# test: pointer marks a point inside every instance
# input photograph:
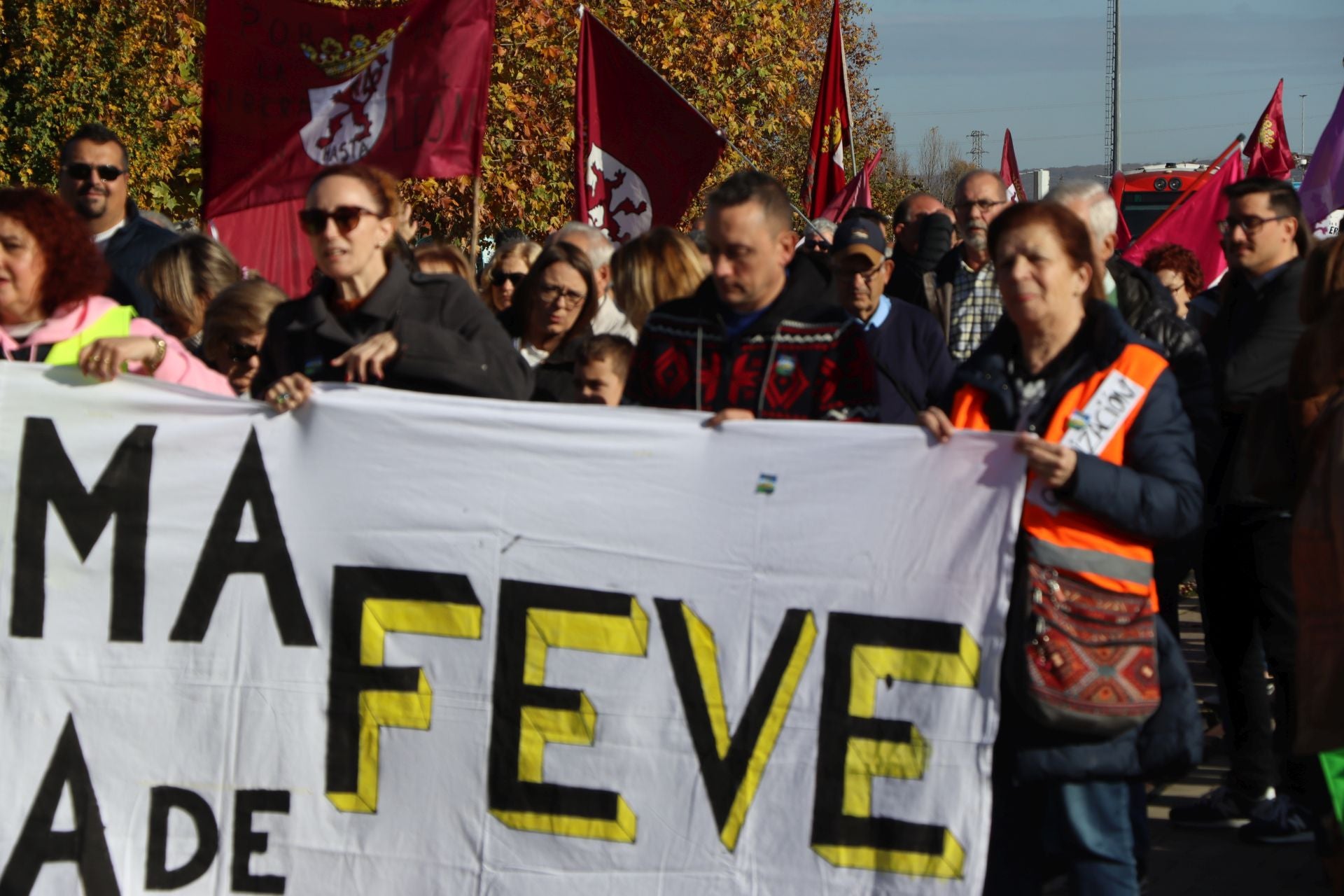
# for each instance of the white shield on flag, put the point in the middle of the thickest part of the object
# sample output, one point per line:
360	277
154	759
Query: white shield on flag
349	117
619	199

---+---

### Written instruction
Copy out the material above word for word, leaving out the picture.

### Task answer
# test: pointer marks a point inside every instance
# input photograph:
# for each instance of the white shield on flag, put the point in the middle of the thickest part of the object
# sample output, one point per line:
360	277
154	759
Query: white shield on flag
349	117
619	199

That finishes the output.